Dataset entries:
--------
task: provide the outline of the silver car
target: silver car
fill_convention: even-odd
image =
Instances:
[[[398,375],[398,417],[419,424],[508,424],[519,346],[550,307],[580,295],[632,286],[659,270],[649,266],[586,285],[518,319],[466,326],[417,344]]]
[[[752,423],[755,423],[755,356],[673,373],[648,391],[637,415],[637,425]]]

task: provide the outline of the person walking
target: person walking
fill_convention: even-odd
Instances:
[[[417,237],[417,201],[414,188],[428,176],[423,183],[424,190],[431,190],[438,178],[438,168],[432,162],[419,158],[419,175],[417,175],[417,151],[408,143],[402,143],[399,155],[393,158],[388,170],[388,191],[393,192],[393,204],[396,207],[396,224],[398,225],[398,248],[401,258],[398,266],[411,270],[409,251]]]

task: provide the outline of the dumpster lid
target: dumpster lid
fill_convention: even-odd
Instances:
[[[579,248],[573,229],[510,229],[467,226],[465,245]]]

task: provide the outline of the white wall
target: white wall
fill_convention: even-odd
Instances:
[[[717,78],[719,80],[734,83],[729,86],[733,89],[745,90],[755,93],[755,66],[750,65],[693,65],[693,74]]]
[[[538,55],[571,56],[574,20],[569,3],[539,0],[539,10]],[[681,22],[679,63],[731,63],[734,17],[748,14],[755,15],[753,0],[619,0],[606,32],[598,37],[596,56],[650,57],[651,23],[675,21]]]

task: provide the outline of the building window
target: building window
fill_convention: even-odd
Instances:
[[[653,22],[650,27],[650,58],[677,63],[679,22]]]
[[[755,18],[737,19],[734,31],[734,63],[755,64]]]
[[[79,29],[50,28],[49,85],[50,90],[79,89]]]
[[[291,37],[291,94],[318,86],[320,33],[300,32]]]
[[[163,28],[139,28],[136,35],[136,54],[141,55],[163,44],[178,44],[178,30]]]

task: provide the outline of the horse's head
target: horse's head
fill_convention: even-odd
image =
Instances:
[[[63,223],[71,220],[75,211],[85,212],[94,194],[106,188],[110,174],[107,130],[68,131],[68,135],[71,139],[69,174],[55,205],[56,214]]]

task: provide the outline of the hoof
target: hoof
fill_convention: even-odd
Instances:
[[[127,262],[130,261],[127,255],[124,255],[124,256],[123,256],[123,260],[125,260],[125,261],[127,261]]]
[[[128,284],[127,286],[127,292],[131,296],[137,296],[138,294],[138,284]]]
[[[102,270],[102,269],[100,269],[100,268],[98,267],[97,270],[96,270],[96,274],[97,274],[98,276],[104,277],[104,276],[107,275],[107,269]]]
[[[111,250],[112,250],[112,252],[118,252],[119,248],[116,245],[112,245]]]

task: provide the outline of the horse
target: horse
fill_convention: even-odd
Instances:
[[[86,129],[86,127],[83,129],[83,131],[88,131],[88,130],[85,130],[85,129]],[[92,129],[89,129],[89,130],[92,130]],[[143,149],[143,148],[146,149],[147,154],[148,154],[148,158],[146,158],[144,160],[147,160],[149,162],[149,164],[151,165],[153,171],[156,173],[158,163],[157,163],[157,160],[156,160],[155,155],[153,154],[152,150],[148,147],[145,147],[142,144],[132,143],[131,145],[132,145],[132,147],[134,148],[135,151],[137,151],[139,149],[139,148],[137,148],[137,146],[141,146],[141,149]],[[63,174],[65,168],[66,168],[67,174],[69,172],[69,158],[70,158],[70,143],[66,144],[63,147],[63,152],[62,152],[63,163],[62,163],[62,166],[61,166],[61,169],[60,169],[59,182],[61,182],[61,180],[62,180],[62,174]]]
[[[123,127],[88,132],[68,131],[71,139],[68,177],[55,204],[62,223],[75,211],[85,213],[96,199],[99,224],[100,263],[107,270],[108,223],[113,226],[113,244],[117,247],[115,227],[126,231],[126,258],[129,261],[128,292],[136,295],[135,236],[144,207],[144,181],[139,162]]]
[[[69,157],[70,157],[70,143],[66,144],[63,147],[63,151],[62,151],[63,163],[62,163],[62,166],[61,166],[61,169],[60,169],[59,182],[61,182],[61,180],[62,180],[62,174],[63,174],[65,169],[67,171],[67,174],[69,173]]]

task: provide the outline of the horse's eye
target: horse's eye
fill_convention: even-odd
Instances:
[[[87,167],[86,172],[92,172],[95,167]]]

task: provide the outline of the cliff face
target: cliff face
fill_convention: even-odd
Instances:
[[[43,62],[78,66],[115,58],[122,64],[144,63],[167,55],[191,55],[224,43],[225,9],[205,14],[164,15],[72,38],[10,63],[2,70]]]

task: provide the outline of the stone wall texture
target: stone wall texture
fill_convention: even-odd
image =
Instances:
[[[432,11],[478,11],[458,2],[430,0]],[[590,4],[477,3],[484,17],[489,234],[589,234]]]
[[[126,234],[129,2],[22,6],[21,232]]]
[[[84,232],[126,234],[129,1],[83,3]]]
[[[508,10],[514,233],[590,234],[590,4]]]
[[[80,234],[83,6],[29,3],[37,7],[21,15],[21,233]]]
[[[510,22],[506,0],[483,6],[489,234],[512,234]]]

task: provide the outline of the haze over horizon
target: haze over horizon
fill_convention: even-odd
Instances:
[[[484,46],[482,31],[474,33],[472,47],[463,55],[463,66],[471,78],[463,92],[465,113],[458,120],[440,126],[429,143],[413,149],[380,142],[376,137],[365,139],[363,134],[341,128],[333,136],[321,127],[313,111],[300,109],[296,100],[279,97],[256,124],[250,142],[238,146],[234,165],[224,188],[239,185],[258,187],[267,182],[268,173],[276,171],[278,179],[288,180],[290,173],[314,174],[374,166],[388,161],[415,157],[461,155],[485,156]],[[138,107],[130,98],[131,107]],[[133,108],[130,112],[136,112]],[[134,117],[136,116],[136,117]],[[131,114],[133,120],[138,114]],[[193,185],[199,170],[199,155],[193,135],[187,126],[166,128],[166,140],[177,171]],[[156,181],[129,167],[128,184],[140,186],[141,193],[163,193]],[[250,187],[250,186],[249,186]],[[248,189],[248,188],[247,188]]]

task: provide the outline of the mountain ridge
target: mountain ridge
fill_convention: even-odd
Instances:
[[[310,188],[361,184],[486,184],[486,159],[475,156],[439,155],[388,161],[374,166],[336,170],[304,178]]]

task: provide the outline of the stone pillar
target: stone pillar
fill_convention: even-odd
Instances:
--------
### What you need to do
Reproduce the preceding entries exactly and completely.

### Task solution
task: provide the outline of the silver car
target: silver car
fill_convention: even-odd
image =
Instances:
[[[398,375],[398,417],[419,424],[508,424],[519,346],[550,307],[580,295],[632,286],[659,270],[649,266],[586,285],[518,319],[466,326],[417,344]]]
[[[752,423],[755,423],[755,356],[673,373],[648,391],[637,415],[637,425]]]

task: provide the outline of the person walking
target: person walking
fill_convention: even-odd
Instances:
[[[417,237],[417,201],[414,188],[428,176],[423,183],[424,190],[431,190],[438,178],[438,168],[432,162],[419,158],[419,175],[417,175],[417,151],[408,143],[402,143],[399,155],[393,158],[388,170],[388,191],[393,192],[393,204],[396,207],[396,224],[398,225],[398,248],[401,258],[398,266],[411,270],[409,251]]]

task: provide the outline of the dumpster lid
target: dumpster lid
fill_convention: even-odd
Instances:
[[[579,248],[573,229],[510,229],[467,226],[465,245]]]

task: provide the outline of the white wall
target: white wall
fill_convention: even-odd
Instances:
[[[717,78],[719,80],[734,83],[729,86],[733,89],[745,90],[755,93],[755,66],[750,65],[693,65],[693,74]]]
[[[538,55],[571,56],[574,20],[569,3],[539,0],[539,10]],[[681,22],[679,63],[731,63],[734,17],[748,14],[755,15],[753,0],[619,0],[606,32],[598,37],[596,56],[650,57],[651,23],[675,21]]]

task: provide the outline of the building window
target: building window
fill_convention: even-odd
Instances:
[[[653,22],[650,27],[650,58],[677,63],[679,22]]]
[[[755,18],[737,19],[734,31],[734,63],[755,64]]]
[[[79,29],[50,28],[49,85],[50,90],[79,89]]]
[[[291,37],[291,94],[318,86],[320,33],[300,32]]]
[[[163,28],[139,28],[136,35],[136,54],[141,55],[163,44],[178,44],[178,30]]]

task: provide the outline of the horse's head
target: horse's head
fill_convention: even-odd
image =
Instances:
[[[63,223],[71,220],[75,211],[85,212],[94,194],[106,188],[110,174],[107,130],[68,131],[68,135],[71,139],[69,174],[55,205],[56,214]]]

task: provide the outline of the hoof
target: hoof
fill_convention: even-odd
Instances:
[[[127,262],[130,261],[127,255],[124,255],[124,256],[123,256],[123,260],[125,260],[125,261],[127,261]]]
[[[128,284],[127,286],[127,292],[131,296],[137,296],[138,294],[138,284]]]
[[[102,270],[102,269],[100,269],[100,268],[98,267],[97,270],[96,270],[96,274],[97,274],[98,276],[104,277],[104,276],[107,275],[107,269]]]
[[[111,250],[112,250],[112,252],[118,252],[119,248],[116,245],[112,245]]]

task: provide the outline of the horse
target: horse
fill_convention: even-odd
Instances:
[[[86,129],[86,127],[83,129],[83,131],[88,131],[88,130],[85,130],[85,129]],[[92,129],[89,129],[89,130],[92,130]],[[143,149],[143,148],[146,149],[147,154],[148,154],[148,158],[146,158],[144,160],[147,160],[149,162],[149,164],[151,165],[153,171],[156,173],[158,163],[157,163],[157,160],[156,160],[155,155],[153,154],[152,150],[148,147],[145,147],[142,144],[132,143],[131,145],[132,145],[132,147],[134,148],[135,151],[137,151],[139,149],[139,148],[137,148],[137,146],[141,146],[141,149]],[[63,174],[65,168],[66,168],[67,174],[69,172],[69,158],[70,158],[70,143],[66,144],[63,147],[63,152],[62,152],[63,163],[62,163],[62,166],[61,166],[61,169],[60,169],[59,182],[61,182],[61,180],[62,180],[62,174]]]
[[[123,127],[88,132],[68,131],[71,139],[68,177],[55,204],[62,223],[75,211],[85,213],[96,199],[99,224],[100,263],[107,270],[108,223],[113,226],[113,244],[117,247],[115,227],[126,231],[126,258],[129,261],[128,292],[136,295],[135,236],[144,207],[144,181],[139,162]]]
[[[69,157],[70,157],[70,143],[66,144],[63,147],[63,151],[62,151],[63,163],[62,163],[62,166],[61,166],[61,169],[60,169],[59,182],[61,182],[61,180],[62,180],[62,174],[63,174],[65,169],[67,171],[67,174],[69,173]]]

task: provide the outline of the horse's eye
target: horse's eye
fill_convention: even-odd
Instances:
[[[87,167],[86,172],[92,172],[95,167]]]

task: provide the outline of the cliff face
target: cliff face
fill_convention: even-odd
Instances:
[[[43,62],[78,66],[115,58],[122,64],[144,63],[167,55],[191,55],[224,43],[225,9],[205,14],[164,15],[72,38],[10,63],[2,70]]]

task: provide the outline of the stone wall texture
target: stone wall texture
fill_convention: even-odd
image =
Instances:
[[[432,11],[478,11],[458,2],[430,0]],[[590,4],[477,3],[484,17],[489,234],[589,234]]]
[[[126,234],[129,2],[22,6],[21,232]]]
[[[84,232],[126,234],[129,1],[83,3]]]
[[[508,10],[514,233],[590,234],[590,4]]]
[[[80,234],[83,6],[29,3],[37,7],[21,15],[21,233]]]
[[[510,22],[506,0],[483,6],[489,234],[512,234]]]

task: provide the outline of the haze over horizon
target: haze over horizon
fill_convention: even-odd
Instances:
[[[484,46],[482,31],[474,33],[472,47],[463,55],[463,66],[471,78],[463,92],[465,113],[458,120],[440,126],[429,143],[413,149],[380,142],[376,137],[365,139],[363,134],[341,128],[333,136],[321,127],[313,111],[300,109],[296,100],[279,97],[256,124],[250,142],[238,146],[234,165],[224,188],[239,185],[258,187],[267,182],[268,173],[276,171],[278,179],[288,180],[290,173],[314,174],[374,166],[388,161],[415,157],[461,155],[485,156]],[[138,107],[130,98],[131,107]],[[133,108],[130,112],[136,112]],[[134,117],[136,116],[136,117]],[[131,114],[133,120],[138,114]],[[193,185],[199,170],[199,155],[193,135],[187,126],[166,128],[166,140],[177,171]],[[156,181],[129,167],[128,184],[140,186],[141,193],[163,193]],[[250,187],[250,186],[249,186]],[[248,189],[248,188],[247,188]]]

task: provide the outline of the mountain ridge
target: mountain ridge
fill_convention: even-odd
Instances:
[[[310,188],[361,184],[486,184],[486,159],[475,156],[439,155],[388,161],[374,166],[336,170],[304,178]]]

task: provide the outline of the stone pillar
target: stone pillar
fill_convention: even-odd
Instances:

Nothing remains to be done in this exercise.